What to produce: Copy out every one of the lines below word for word, from the first to the last.

Supplied data:

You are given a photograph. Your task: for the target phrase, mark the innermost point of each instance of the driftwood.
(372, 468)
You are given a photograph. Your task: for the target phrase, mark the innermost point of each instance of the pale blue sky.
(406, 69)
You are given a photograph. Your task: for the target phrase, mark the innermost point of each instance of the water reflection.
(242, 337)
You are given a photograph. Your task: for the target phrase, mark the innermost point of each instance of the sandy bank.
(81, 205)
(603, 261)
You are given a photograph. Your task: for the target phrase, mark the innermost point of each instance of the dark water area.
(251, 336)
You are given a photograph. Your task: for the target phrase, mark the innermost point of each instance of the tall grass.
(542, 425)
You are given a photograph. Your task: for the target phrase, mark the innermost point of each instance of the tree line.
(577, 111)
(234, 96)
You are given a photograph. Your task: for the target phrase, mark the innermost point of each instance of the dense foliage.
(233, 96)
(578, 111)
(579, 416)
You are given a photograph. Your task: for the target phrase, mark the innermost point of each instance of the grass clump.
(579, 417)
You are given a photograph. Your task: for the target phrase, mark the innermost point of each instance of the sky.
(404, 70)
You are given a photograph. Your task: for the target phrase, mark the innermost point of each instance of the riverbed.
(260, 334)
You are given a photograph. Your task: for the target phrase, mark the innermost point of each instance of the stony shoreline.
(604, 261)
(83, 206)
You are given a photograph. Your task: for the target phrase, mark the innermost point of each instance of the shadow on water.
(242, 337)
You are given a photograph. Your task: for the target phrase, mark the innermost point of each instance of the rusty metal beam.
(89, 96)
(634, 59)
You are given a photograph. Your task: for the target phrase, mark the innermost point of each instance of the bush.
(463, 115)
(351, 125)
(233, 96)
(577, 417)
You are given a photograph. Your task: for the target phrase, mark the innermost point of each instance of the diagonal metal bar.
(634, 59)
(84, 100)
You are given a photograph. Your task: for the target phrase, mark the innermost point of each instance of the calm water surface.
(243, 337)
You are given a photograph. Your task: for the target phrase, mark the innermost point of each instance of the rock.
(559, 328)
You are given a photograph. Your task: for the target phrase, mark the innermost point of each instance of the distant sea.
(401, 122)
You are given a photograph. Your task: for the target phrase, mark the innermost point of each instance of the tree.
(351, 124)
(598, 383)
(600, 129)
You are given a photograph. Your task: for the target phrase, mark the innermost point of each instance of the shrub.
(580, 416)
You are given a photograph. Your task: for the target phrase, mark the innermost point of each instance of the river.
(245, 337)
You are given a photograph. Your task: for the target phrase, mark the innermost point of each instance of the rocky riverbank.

Answer for the task:
You are given a photograph. Your task: for the target phrase, mark the innermost point of each instance of the driftwood.
(372, 468)
You are given a photograph. Your task: for the target phrase, mark the innermost point of each instance of the pale blue sky.
(406, 69)
You are given a photograph. Your task: for the target phrase, mark the innermost point of each instance of the water reflection.
(242, 337)
You are given a photograph. Your task: for the target phrase, mark the innermost point of each instance of the sandy bank.
(81, 205)
(603, 261)
You are given a photograph. Your task: for the target phrase, mark the innermost point of each instance of the dark water area.
(251, 336)
You are given a photograph. Your task: for the target phrase, mark the innermost point of each instance of the tall grass.
(542, 425)
You are given a photograph. Your task: for the target phrase, mark the innermost point of each instance of the tree line.
(577, 111)
(234, 96)
You are given a photograph. Your task: for the target phrase, mark the innermost point of each instance of the dense foliage.
(233, 96)
(578, 111)
(579, 416)
You are given a photograph. Your task: for the target phrase, mark the innermost point of each instance of the grass clump.
(579, 417)
You are given a photograph. Your task: for the target phrase, mark the innermost point of each instance of the sky.
(404, 70)
You are given a photograph. Your task: for the target phrase, mark the innermost point of each instance of the riverbed.
(260, 334)
You are given a photograph. Your task: for the target phrase, mark the innermost point of each instance of the stony shoreline.
(604, 261)
(83, 206)
You are given a photograph. Your task: for the target phrase, mark the innermost point of each instance of the shadow on water.
(242, 337)
You are given a photograph. Your task: for the target phrase, mark the innermost point of each instance of the rusty metal beam.
(89, 96)
(634, 59)
You are given a photograph. Your task: for the target phrase, mark the innermost point of each instance of the bush.
(463, 115)
(351, 125)
(233, 96)
(577, 417)
You are given a photograph. Your task: for the target phrase, mark the innermost point of each instance of the diagonal metal bar.
(634, 59)
(84, 100)
You are given a photograph. Your task: for the target phrase, mark the innermost point of each instance of the calm water surface.
(243, 337)
You are given a photograph. Your task: for the target phrase, mark the innermost point of each instance of the rock.
(559, 328)
You are given a photograph. Your task: for the target phrase, mark the innermost point of each instance of the distant sea.
(401, 122)
You are given a photograph. Your task: for the target phrase, mark the innermost point of each instance of the tree.
(351, 124)
(598, 383)
(600, 129)
You are given a photograph. Your task: for the target phrase, mark the innermost point of each instance of the shrub.
(580, 416)
You are given a photograph. Your task: for the target phrase, mark the innermost point of each instance of the river.
(245, 337)
You are given a photograph. Your task: for the target phrase, mark the innermost point of each instance of the rocky riverbank.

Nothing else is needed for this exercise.